§ Set task
Reproduce every one of the items below word for word, keeping each line unchanged and in its original order.

§ Task input
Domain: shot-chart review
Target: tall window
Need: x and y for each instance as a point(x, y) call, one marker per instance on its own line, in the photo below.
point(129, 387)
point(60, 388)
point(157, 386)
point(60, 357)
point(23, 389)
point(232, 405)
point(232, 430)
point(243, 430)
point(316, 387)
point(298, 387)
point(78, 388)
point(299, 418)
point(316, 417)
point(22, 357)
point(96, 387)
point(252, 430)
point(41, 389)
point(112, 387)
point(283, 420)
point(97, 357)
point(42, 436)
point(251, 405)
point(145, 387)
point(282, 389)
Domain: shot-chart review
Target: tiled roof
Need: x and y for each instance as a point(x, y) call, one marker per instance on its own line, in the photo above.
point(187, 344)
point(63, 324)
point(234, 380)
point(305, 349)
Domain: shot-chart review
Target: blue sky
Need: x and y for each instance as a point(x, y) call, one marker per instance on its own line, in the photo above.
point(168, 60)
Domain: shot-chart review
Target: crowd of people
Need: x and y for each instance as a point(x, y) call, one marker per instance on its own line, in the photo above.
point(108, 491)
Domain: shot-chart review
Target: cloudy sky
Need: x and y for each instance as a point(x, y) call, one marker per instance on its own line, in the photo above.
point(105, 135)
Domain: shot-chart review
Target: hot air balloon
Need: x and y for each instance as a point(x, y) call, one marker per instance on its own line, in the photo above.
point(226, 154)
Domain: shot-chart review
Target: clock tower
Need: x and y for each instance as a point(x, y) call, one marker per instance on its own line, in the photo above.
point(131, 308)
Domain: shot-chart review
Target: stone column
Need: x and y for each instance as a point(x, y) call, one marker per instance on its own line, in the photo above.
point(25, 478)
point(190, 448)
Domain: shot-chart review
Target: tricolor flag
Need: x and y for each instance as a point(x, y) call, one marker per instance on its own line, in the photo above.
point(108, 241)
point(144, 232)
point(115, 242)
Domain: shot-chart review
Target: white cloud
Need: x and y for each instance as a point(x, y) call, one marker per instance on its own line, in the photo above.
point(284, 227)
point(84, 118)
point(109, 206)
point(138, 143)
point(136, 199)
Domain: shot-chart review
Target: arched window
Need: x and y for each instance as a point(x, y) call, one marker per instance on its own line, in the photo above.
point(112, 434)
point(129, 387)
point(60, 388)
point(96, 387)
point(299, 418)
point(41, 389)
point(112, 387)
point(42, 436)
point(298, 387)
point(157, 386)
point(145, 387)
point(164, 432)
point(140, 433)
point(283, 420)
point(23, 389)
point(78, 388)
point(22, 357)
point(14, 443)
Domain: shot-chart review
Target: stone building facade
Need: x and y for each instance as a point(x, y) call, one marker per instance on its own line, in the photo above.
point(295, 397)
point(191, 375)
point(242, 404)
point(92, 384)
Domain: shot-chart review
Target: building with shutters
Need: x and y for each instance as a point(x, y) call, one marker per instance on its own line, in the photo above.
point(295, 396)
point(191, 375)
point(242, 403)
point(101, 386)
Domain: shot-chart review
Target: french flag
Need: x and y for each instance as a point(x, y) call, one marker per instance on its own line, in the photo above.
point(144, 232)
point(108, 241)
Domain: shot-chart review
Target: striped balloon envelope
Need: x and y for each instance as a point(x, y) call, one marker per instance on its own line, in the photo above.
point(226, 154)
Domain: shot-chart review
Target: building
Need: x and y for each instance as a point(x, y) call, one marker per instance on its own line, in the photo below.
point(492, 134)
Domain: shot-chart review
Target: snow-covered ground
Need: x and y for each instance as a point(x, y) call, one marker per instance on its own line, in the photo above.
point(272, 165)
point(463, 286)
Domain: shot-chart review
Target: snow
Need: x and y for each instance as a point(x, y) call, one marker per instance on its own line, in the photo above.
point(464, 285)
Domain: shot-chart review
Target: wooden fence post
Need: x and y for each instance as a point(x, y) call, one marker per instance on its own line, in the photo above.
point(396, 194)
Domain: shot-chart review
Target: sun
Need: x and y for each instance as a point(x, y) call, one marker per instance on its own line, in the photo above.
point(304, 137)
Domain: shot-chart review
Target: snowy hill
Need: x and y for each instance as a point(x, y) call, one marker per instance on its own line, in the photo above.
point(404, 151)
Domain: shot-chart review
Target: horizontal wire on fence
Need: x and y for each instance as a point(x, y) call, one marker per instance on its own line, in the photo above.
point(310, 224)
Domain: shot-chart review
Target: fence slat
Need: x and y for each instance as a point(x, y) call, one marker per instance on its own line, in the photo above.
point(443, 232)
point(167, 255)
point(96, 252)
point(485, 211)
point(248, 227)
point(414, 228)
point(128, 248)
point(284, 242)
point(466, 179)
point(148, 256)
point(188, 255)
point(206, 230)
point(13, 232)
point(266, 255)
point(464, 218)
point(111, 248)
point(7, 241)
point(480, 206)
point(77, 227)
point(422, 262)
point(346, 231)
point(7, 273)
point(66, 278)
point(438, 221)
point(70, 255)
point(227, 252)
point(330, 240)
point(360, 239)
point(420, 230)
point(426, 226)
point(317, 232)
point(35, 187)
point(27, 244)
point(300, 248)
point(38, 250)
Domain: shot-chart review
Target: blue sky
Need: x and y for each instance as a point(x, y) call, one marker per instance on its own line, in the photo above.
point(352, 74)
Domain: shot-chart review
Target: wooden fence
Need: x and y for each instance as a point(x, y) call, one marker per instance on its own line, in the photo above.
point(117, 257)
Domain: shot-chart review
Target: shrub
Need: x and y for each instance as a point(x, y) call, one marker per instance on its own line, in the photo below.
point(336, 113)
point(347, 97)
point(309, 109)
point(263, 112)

§ The output
Domain: shot-chart review
Target: tall window
Need: x and y for each instance as a point(x, y) call, one marker per instance on its own line, in the photo below.
point(129, 387)
point(60, 388)
point(157, 386)
point(60, 357)
point(23, 389)
point(232, 405)
point(232, 430)
point(243, 430)
point(316, 387)
point(298, 387)
point(78, 388)
point(299, 418)
point(316, 417)
point(22, 357)
point(96, 387)
point(252, 430)
point(41, 389)
point(112, 387)
point(283, 420)
point(97, 357)
point(42, 436)
point(251, 405)
point(145, 387)
point(282, 389)
Domain: shot-chart review
Target: tiled roof
Need: x and y for each instance as a point(x, y) call, one marker per instance on its own line, in the photo above.
point(187, 344)
point(63, 324)
point(234, 380)
point(305, 349)
Domain: shot-chart review
Target: blue sky
Need: x and y for each instance as a point(x, y) call, one marker per instance on its own line, in the photo above.
point(168, 60)
Domain: shot-chart review
Target: crowd of people
Need: x and y for each instance as a point(x, y) call, one marker per instance on its own line, in the photo above.
point(108, 491)
Domain: shot-chart review
Target: cloudy sky
Need: x and y for each instance as a point(x, y) call, one marker per instance on its own line, in the photo above.
point(105, 135)
Domain: shot-chart review
Target: hot air balloon
Need: x and y for each instance as a point(x, y) call, one marker per instance on its own line, in the photo above.
point(226, 154)
Domain: shot-chart review
Target: clock tower
Need: x and y for each instance as a point(x, y) call, one marker per instance on its own line, in the photo above.
point(131, 308)
Domain: shot-chart review
Target: stone column
Need: x and y for each instance as a point(x, y) call, one marker per instance on its own line, in the photo above.
point(25, 478)
point(190, 448)
Domain: shot-chart review
Target: tricolor flag
Need: x and y for each instance as a point(x, y) call, one marker per instance on its own line, in the photo above.
point(108, 241)
point(144, 232)
point(115, 242)
Domain: shot-chart review
Target: white cloud
Need: x and y for each instance as a point(x, y) call, one marker per instance on its own line, in the photo above.
point(284, 227)
point(84, 118)
point(109, 206)
point(138, 143)
point(136, 199)
Domain: shot-chart review
Target: arched window
Need: x and y for each instance as a point(x, y) call, one marker per instance on its own line, in the photo above.
point(112, 434)
point(129, 387)
point(60, 388)
point(96, 387)
point(299, 418)
point(41, 389)
point(112, 387)
point(42, 436)
point(298, 387)
point(157, 386)
point(145, 387)
point(164, 432)
point(140, 433)
point(283, 420)
point(23, 389)
point(78, 388)
point(22, 357)
point(14, 443)
Domain: shot-chart review
Target: stone building facade
Need: x and y for each instance as a point(x, y) call, one marker per instance on its own line, in the photo above.
point(295, 397)
point(191, 375)
point(242, 404)
point(92, 384)
Domain: shot-chart review
Target: building with shutters
Need: x and y for each instance as a point(x, y) call, one marker per instance on its own line, in the photo above.
point(295, 396)
point(191, 375)
point(242, 403)
point(101, 386)
Domain: shot-chart review
Target: french flag
Need: x and y for each instance as a point(x, y) call, one marker per instance on its own line, in the photo above.
point(144, 232)
point(108, 241)
Domain: shot-chart review
Target: striped balloon envelope
Need: x and y for each instance as a point(x, y) call, one marker per instance on its own line, in the photo above.
point(226, 154)
Domain: shot-chart review
Target: building
Need: x and y for each instance as a point(x, y) call, one marker per instance on its own line, in the photo below.
point(492, 134)
Domain: shot-chart review
Target: snow-covered ground
Need: x and y for each instance as a point(x, y) call, one marker per instance on its own line, in the photo above.
point(272, 165)
point(463, 286)
Domain: shot-chart review
Target: snow
Need: x and y for each instance as a point(x, y) call, one marker per instance on its own line, in the photo above.
point(464, 285)
Domain: shot-chart review
Target: wooden fence post
Need: x and y for each instance as a point(x, y) call, one marker per instance on its own line, in the photo above.
point(396, 194)
Domain: shot-chart review
Target: sun
Need: x and y for each instance as a point(x, y) call, one marker per instance on its own line, in the photo above.
point(304, 137)
Domain: shot-chart review
Target: snowy hill
Need: x and y for each instance as a point(x, y) call, one marker per instance on its own line, in the photo above.
point(404, 151)
Domain: shot-chart review
Target: horizontal wire on fence
Need: x and y for each instance as a point(x, y) call, one marker per instance on its own line, in the photo above.
point(310, 224)
Domain: shot-chart review
Target: fence slat
Need: x and y for each instance as a point(x, y) call, one marker per instance on its own line, in the photo above.
point(443, 232)
point(167, 255)
point(96, 252)
point(485, 211)
point(248, 227)
point(414, 228)
point(128, 248)
point(284, 242)
point(466, 179)
point(148, 256)
point(188, 255)
point(206, 230)
point(13, 232)
point(266, 255)
point(464, 218)
point(111, 248)
point(7, 241)
point(480, 206)
point(77, 227)
point(422, 262)
point(346, 231)
point(7, 273)
point(66, 278)
point(438, 221)
point(70, 255)
point(227, 252)
point(330, 240)
point(360, 239)
point(420, 230)
point(426, 226)
point(317, 232)
point(35, 187)
point(27, 244)
point(300, 248)
point(38, 250)
Domain: shot-chart review
Target: blue sky
Need: x and y for each instance as a point(x, y) call, one marker per instance on its own line, in the photo above.
point(352, 74)
Domain: shot-chart review
Target: wooden fence
Need: x and y for each instance as a point(x, y) call, one marker per instance on its own line, in the photo above.
point(117, 257)
Domain: shot-chart review
Target: shrub
Need: x and y for each instance as a point(x, y) call, one marker per instance on its own line, in the photo below.
point(336, 113)
point(347, 97)
point(309, 109)
point(263, 112)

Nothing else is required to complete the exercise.